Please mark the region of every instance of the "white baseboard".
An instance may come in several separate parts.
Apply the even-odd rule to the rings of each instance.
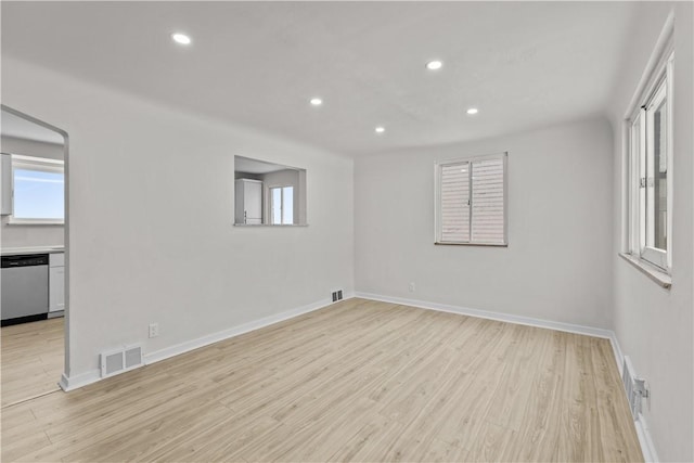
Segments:
[[[351,297],[354,297],[351,294],[347,294],[343,298],[343,300],[349,299]],[[304,313],[312,312],[314,310],[327,307],[331,304],[333,303],[330,299],[321,299],[319,301],[316,301],[303,307],[298,307],[296,309],[286,310],[284,312],[280,312],[273,316],[254,320],[252,322],[244,323],[239,326],[234,326],[228,330],[213,333],[207,336],[198,337],[197,339],[188,340],[185,343],[166,347],[160,350],[155,350],[154,352],[144,355],[144,358],[143,358],[144,364],[147,365],[154,362],[158,362],[160,360],[188,352],[189,350],[208,346],[210,344],[218,343],[220,340],[224,340],[230,337],[239,336],[240,334],[248,333],[254,330],[258,330],[274,323],[279,323],[279,322],[292,319],[294,317],[301,316]],[[72,376],[67,376],[65,373],[63,373],[63,375],[61,376],[59,386],[61,387],[61,389],[67,393],[67,391],[79,389],[80,387],[97,383],[101,380],[102,380],[101,371],[98,369],[88,371],[85,373],[80,373],[78,375],[72,375]]]
[[[73,376],[67,376],[65,373],[63,373],[57,385],[64,391],[69,393],[70,390],[79,389],[80,387],[97,383],[100,380],[101,371],[97,369]]]
[[[637,436],[639,436],[639,443],[641,443],[641,451],[643,452],[643,460],[646,463],[657,463],[658,454],[655,451],[653,439],[651,438],[651,432],[646,424],[646,419],[639,413],[639,420],[633,423],[637,426]]]
[[[344,300],[344,298],[343,298]],[[169,346],[160,350],[144,355],[144,364],[149,365],[154,362],[158,362],[168,359],[174,356],[178,356],[188,352],[193,349],[208,346],[220,340],[229,339],[230,337],[239,336],[240,334],[248,333],[254,330],[258,330],[265,326],[269,326],[274,323],[279,323],[288,319],[293,319],[304,313],[312,312],[314,310],[327,307],[333,304],[330,299],[321,299],[317,303],[312,303],[296,309],[286,310],[284,312],[275,313],[273,316],[265,317],[258,320],[254,320],[248,323],[241,324],[228,330],[223,330],[217,333],[209,334],[207,336],[198,337],[197,339],[187,340],[175,346]]]
[[[404,299],[401,297],[383,296],[380,294],[355,293],[355,296],[364,299],[381,300],[384,303],[402,304],[403,306],[412,306],[420,309],[438,310],[439,312],[458,313],[461,316],[477,317],[480,319],[497,320],[515,324],[524,324],[528,326],[547,327],[550,330],[564,331],[568,333],[586,334],[589,336],[613,338],[614,333],[611,330],[600,327],[583,326],[573,323],[554,322],[550,320],[534,319],[531,317],[512,316],[509,313],[491,312],[488,310],[471,309],[467,307],[450,306],[448,304],[428,303],[424,300]]]
[[[440,312],[458,313],[462,316],[477,317],[481,319],[497,320],[497,321],[502,321],[507,323],[545,327],[550,330],[564,331],[568,333],[584,334],[588,336],[607,338],[609,339],[609,344],[612,345],[612,350],[615,356],[615,362],[617,363],[617,369],[619,370],[619,374],[620,375],[622,374],[621,370],[624,368],[624,355],[621,352],[621,347],[619,346],[619,340],[617,339],[617,335],[612,330],[583,326],[583,325],[578,325],[573,323],[554,322],[551,320],[535,319],[531,317],[512,316],[507,313],[491,312],[488,310],[470,309],[466,307],[450,306],[447,304],[427,303],[423,300],[406,299],[401,297],[383,296],[380,294],[356,292],[355,296],[361,297],[363,299],[381,300],[384,303],[391,303],[391,304],[401,304],[403,306],[411,306],[420,309],[437,310]],[[625,396],[626,396],[626,393],[625,393]],[[655,446],[653,445],[653,439],[651,438],[651,433],[648,432],[648,427],[646,426],[645,419],[643,417],[643,415],[640,415],[639,420],[634,421],[634,426],[637,427],[637,435],[639,436],[639,443],[641,445],[641,451],[643,452],[643,458],[645,459],[646,462],[654,462],[654,463],[657,462],[658,456],[655,451]]]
● ● ●
» **Given task**
Please copy out every line of the records above without any change, leaving out the pictures.

» **Answer to this task**
Please mark the region of every instance of the "white baseboard".
An instance may come in several separate parts.
Apply the even-odd rule to the rings of each instance.
Segments:
[[[351,297],[354,297],[351,294],[347,294],[343,298],[343,300],[349,299]],[[304,313],[312,312],[314,310],[327,307],[331,304],[333,303],[330,299],[321,299],[319,301],[316,301],[303,307],[298,307],[296,309],[286,310],[284,312],[280,312],[273,316],[254,320],[252,322],[244,323],[239,326],[234,326],[228,330],[213,333],[207,336],[198,337],[197,339],[188,340],[185,343],[166,347],[160,350],[155,350],[154,352],[144,355],[144,358],[143,358],[144,364],[147,365],[154,362],[158,362],[160,360],[188,352],[189,350],[208,346],[210,344],[218,343],[220,340],[224,340],[230,337],[239,336],[240,334],[248,333],[254,330],[258,330],[274,323],[279,323],[279,322],[292,319],[294,317],[301,316]],[[72,376],[67,376],[65,373],[63,373],[63,375],[61,376],[59,386],[61,387],[61,389],[67,393],[67,391],[79,389],[80,387],[97,383],[101,380],[102,380],[101,371],[98,369],[88,371],[85,373],[80,373],[78,375],[72,375]]]
[[[73,376],[67,376],[65,373],[63,373],[57,385],[64,391],[69,393],[70,390],[79,389],[80,387],[97,383],[100,380],[101,371],[97,369]]]
[[[637,436],[639,436],[639,443],[641,443],[641,451],[643,452],[643,460],[646,463],[657,463],[658,454],[655,451],[653,439],[651,438],[651,432],[646,424],[646,419],[639,413],[639,420],[633,423],[637,426]]]
[[[344,300],[344,298],[343,298]],[[169,346],[160,350],[144,355],[144,364],[149,365],[154,362],[158,362],[168,359],[174,356],[178,356],[188,352],[193,349],[208,346],[220,340],[229,339],[230,337],[239,336],[240,334],[248,333],[254,330],[258,330],[265,326],[269,326],[274,323],[279,323],[288,319],[293,319],[304,313],[312,312],[314,310],[327,307],[333,304],[330,299],[321,299],[317,303],[312,303],[296,309],[286,310],[284,312],[275,313],[273,316],[265,317],[258,320],[254,320],[248,323],[241,324],[228,330],[223,330],[217,333],[209,334],[207,336],[198,337],[197,339],[187,340],[175,346]]]
[[[404,299],[401,297],[383,296],[380,294],[355,293],[355,296],[364,299],[381,300],[384,303],[402,304],[403,306],[412,306],[420,309],[438,310],[439,312],[458,313],[461,316],[477,317],[480,319],[497,320],[515,324],[524,324],[528,326],[547,327],[550,330],[564,331],[568,333],[586,334],[589,336],[613,338],[614,333],[611,330],[600,327],[583,326],[573,323],[554,322],[550,320],[534,319],[531,317],[512,316],[509,313],[491,312],[488,310],[471,309],[467,307],[450,306],[448,304],[428,303],[424,300]]]
[[[440,312],[458,313],[462,316],[477,317],[481,319],[497,320],[497,321],[502,321],[507,323],[545,327],[550,330],[564,331],[568,333],[584,334],[588,336],[607,338],[609,339],[609,344],[612,345],[612,350],[615,356],[615,362],[617,363],[617,369],[619,370],[619,374],[620,375],[622,374],[621,370],[624,368],[624,355],[621,352],[621,347],[619,346],[619,340],[617,339],[617,335],[612,330],[583,326],[583,325],[578,325],[573,323],[554,322],[551,320],[535,319],[531,317],[512,316],[507,313],[491,312],[488,310],[470,309],[466,307],[450,306],[447,304],[427,303],[423,300],[406,299],[401,297],[383,296],[380,294],[356,292],[355,296],[361,297],[363,299],[381,300],[384,303],[391,303],[391,304],[401,304],[403,306],[411,306],[420,309],[437,310]],[[625,396],[626,396],[626,393],[625,393]],[[655,446],[653,445],[653,439],[651,438],[651,433],[648,432],[648,427],[646,426],[645,419],[643,417],[643,415],[640,415],[639,420],[634,421],[634,426],[637,427],[637,435],[639,436],[639,443],[641,445],[641,451],[643,452],[643,458],[645,459],[646,462],[654,462],[654,463],[657,462],[658,456],[655,451]]]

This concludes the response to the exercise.